[Opening The records section]

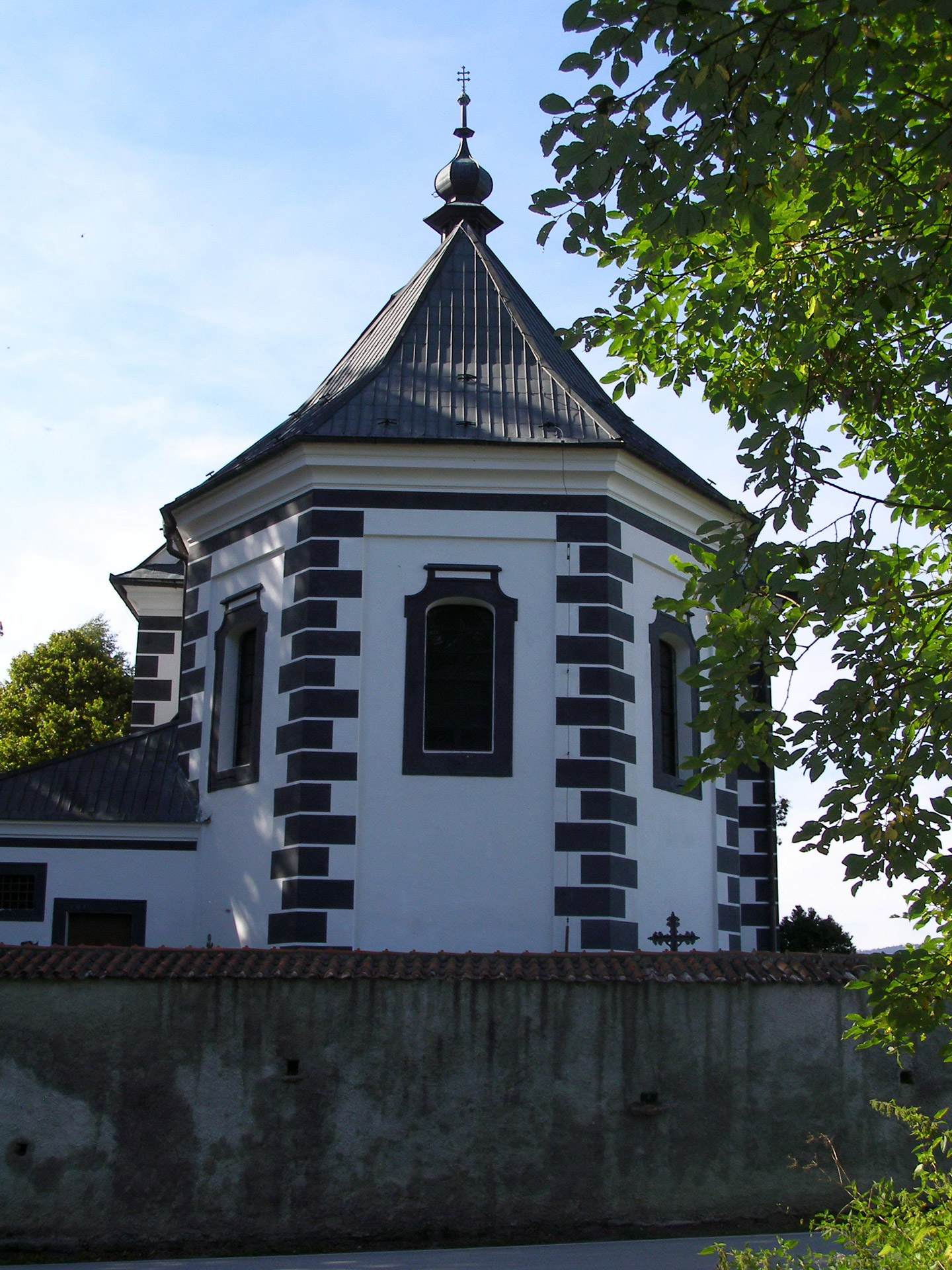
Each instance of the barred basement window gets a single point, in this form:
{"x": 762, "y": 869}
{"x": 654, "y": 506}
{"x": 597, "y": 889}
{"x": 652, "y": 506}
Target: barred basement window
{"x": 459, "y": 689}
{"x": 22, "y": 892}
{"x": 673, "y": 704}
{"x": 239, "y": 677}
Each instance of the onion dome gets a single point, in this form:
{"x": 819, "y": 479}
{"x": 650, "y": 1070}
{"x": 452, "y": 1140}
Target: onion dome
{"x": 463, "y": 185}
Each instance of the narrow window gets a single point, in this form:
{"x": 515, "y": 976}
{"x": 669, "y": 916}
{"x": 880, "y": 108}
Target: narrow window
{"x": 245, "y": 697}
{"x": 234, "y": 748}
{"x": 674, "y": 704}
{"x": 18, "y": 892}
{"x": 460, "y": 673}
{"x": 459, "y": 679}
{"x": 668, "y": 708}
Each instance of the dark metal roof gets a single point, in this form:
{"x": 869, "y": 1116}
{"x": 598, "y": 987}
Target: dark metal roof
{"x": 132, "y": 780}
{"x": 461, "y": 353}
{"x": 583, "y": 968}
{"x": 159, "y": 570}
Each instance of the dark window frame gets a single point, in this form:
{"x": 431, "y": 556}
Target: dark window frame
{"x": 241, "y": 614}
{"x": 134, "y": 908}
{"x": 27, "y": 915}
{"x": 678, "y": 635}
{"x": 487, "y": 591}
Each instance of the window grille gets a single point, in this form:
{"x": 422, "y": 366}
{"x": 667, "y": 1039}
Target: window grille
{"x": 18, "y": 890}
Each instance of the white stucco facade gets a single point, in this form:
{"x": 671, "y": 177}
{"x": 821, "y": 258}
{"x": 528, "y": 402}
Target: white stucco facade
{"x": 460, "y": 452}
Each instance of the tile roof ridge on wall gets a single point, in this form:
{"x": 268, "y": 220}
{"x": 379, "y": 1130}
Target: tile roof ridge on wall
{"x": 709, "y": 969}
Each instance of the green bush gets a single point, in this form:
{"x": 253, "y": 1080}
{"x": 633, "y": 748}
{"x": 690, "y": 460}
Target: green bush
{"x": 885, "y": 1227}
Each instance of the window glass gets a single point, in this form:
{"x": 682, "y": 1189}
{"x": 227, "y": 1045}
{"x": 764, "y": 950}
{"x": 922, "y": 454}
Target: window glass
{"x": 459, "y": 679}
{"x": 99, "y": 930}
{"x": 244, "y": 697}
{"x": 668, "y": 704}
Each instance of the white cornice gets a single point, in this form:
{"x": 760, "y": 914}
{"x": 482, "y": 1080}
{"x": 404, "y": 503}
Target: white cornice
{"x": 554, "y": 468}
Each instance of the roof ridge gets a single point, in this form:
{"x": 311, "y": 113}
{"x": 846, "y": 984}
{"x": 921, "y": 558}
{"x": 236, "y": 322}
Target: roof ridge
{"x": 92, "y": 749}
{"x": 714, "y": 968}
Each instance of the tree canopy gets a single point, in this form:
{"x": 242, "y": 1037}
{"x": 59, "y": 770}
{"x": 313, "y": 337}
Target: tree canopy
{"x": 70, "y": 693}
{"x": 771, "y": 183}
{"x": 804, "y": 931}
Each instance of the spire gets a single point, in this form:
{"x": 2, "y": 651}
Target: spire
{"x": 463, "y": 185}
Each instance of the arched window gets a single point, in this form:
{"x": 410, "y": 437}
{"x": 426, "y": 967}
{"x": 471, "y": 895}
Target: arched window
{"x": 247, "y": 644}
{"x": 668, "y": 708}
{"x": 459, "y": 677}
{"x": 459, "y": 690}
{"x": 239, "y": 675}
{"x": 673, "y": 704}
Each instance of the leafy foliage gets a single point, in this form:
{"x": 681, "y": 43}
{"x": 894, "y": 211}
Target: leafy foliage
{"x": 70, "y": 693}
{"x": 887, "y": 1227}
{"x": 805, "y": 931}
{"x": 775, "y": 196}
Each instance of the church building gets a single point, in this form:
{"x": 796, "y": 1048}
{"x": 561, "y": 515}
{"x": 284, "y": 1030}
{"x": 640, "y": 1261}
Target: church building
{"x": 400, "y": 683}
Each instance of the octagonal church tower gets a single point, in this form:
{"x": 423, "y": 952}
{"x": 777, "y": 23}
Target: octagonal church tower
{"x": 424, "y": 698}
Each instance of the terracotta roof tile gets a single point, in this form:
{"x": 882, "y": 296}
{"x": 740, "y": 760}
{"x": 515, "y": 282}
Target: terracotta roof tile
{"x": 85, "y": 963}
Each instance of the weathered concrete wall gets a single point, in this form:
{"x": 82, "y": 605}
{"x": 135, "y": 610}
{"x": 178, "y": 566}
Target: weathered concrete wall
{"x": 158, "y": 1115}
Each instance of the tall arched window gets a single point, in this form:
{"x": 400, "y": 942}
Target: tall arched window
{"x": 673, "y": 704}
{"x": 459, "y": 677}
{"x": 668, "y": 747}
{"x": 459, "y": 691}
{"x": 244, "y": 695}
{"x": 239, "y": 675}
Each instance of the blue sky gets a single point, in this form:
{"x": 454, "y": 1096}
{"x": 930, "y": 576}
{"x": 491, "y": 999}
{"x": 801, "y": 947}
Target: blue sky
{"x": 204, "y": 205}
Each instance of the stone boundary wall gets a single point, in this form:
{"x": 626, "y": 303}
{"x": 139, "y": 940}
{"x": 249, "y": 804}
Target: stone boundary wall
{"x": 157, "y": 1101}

[Closing The records section]

**Problem details**
Leaving out the images, return the entries above exactly as they read.

**Your response**
Each instance of the barred basement window gets a single point, in this form:
{"x": 762, "y": 869}
{"x": 654, "y": 506}
{"x": 597, "y": 889}
{"x": 652, "y": 506}
Target: barred basement window
{"x": 459, "y": 689}
{"x": 22, "y": 892}
{"x": 673, "y": 704}
{"x": 239, "y": 677}
Each instance of the onion dome gets a single point, in this form:
{"x": 819, "y": 479}
{"x": 650, "y": 1070}
{"x": 452, "y": 1140}
Target: onion dome
{"x": 463, "y": 185}
Each instance of the narrow window gets a single point, in this form:
{"x": 515, "y": 976}
{"x": 669, "y": 916}
{"x": 880, "y": 108}
Target: narrow window
{"x": 245, "y": 697}
{"x": 234, "y": 748}
{"x": 674, "y": 704}
{"x": 18, "y": 892}
{"x": 460, "y": 673}
{"x": 459, "y": 679}
{"x": 668, "y": 708}
Each instance of the dark metal roof gets a single point, in this form:
{"x": 869, "y": 1116}
{"x": 598, "y": 987}
Target: dark metal roof
{"x": 132, "y": 780}
{"x": 461, "y": 353}
{"x": 583, "y": 968}
{"x": 159, "y": 570}
Each instance of the dark window frame gets a single point, in this form:
{"x": 431, "y": 556}
Target: dark window frame
{"x": 241, "y": 614}
{"x": 134, "y": 908}
{"x": 27, "y": 915}
{"x": 678, "y": 635}
{"x": 487, "y": 591}
Each instance of the window grille gets a single point, in this form:
{"x": 422, "y": 366}
{"x": 667, "y": 1039}
Target: window grille
{"x": 18, "y": 890}
Each instance of the white stucco facade gets a single point, in this form:
{"x": 671, "y": 177}
{"x": 821, "y": 258}
{"x": 528, "y": 402}
Target: white stucco facade
{"x": 460, "y": 452}
Each instance of the tile roof ridge on wall gets a single point, in this form:
{"x": 268, "y": 220}
{"x": 379, "y": 1130}
Target: tile roof ridge on wall
{"x": 709, "y": 969}
Each instance of the green bush gets a single point, in this form:
{"x": 253, "y": 1080}
{"x": 633, "y": 748}
{"x": 690, "y": 460}
Target: green bush
{"x": 885, "y": 1227}
Each instance of the window glass gets a single point, in this form:
{"x": 682, "y": 1189}
{"x": 227, "y": 1045}
{"x": 764, "y": 950}
{"x": 922, "y": 454}
Target: window glass
{"x": 459, "y": 679}
{"x": 99, "y": 930}
{"x": 244, "y": 697}
{"x": 668, "y": 704}
Each instance of the white cornice gets a single point, in this form:
{"x": 760, "y": 914}
{"x": 482, "y": 1080}
{"x": 404, "y": 503}
Target: white cornice
{"x": 554, "y": 468}
Each instance of the roof ridge gets a single point, in this form:
{"x": 311, "y": 113}
{"x": 846, "y": 984}
{"x": 921, "y": 558}
{"x": 236, "y": 322}
Target: roof ridge
{"x": 92, "y": 749}
{"x": 714, "y": 968}
Each instance of the tree canopy gets a single point, in this form:
{"x": 242, "y": 1037}
{"x": 59, "y": 770}
{"x": 313, "y": 337}
Target: tree canopy
{"x": 70, "y": 693}
{"x": 771, "y": 183}
{"x": 804, "y": 931}
Each instance of the spire gets a single point, in this form:
{"x": 2, "y": 651}
Target: spire
{"x": 463, "y": 185}
Each instance of the arched window gets a single point, in this form:
{"x": 410, "y": 437}
{"x": 426, "y": 967}
{"x": 471, "y": 895}
Target: arched window
{"x": 247, "y": 644}
{"x": 668, "y": 708}
{"x": 459, "y": 677}
{"x": 459, "y": 690}
{"x": 239, "y": 675}
{"x": 673, "y": 704}
Each instance of the leafy foliage gets a single point, in this form:
{"x": 681, "y": 43}
{"x": 894, "y": 211}
Target: leafy foliage
{"x": 70, "y": 693}
{"x": 887, "y": 1227}
{"x": 805, "y": 931}
{"x": 775, "y": 196}
Each instance of the church building gets a single point, in this form:
{"x": 796, "y": 1048}
{"x": 561, "y": 515}
{"x": 284, "y": 1030}
{"x": 640, "y": 1261}
Target: church building
{"x": 400, "y": 683}
Each instance of the octagonal church tower gets a single point, in this form:
{"x": 423, "y": 952}
{"x": 777, "y": 23}
Target: octagonal church tower
{"x": 424, "y": 698}
Each instance of the terracotta roof tile gets a single point, in this form:
{"x": 882, "y": 296}
{"x": 740, "y": 760}
{"x": 515, "y": 282}
Target: terracotta roof tile
{"x": 85, "y": 963}
Each instance of the weathered concrete wall gets a single point, in this form:
{"x": 82, "y": 605}
{"x": 135, "y": 610}
{"x": 178, "y": 566}
Target: weathered concrete wall
{"x": 158, "y": 1115}
Each instance of the tall arched window gets a single point, in this form:
{"x": 400, "y": 942}
Target: tall arched window
{"x": 673, "y": 704}
{"x": 459, "y": 677}
{"x": 668, "y": 747}
{"x": 459, "y": 691}
{"x": 244, "y": 695}
{"x": 239, "y": 675}
Each instance of the blue sky gets a single point, in this form:
{"x": 454, "y": 1096}
{"x": 930, "y": 576}
{"x": 491, "y": 999}
{"x": 801, "y": 947}
Target: blue sky
{"x": 204, "y": 205}
Each instance of the stone boundary wall gets a single point, in this form:
{"x": 626, "y": 303}
{"x": 139, "y": 940}
{"x": 249, "y": 804}
Target: stone boundary wall
{"x": 157, "y": 1101}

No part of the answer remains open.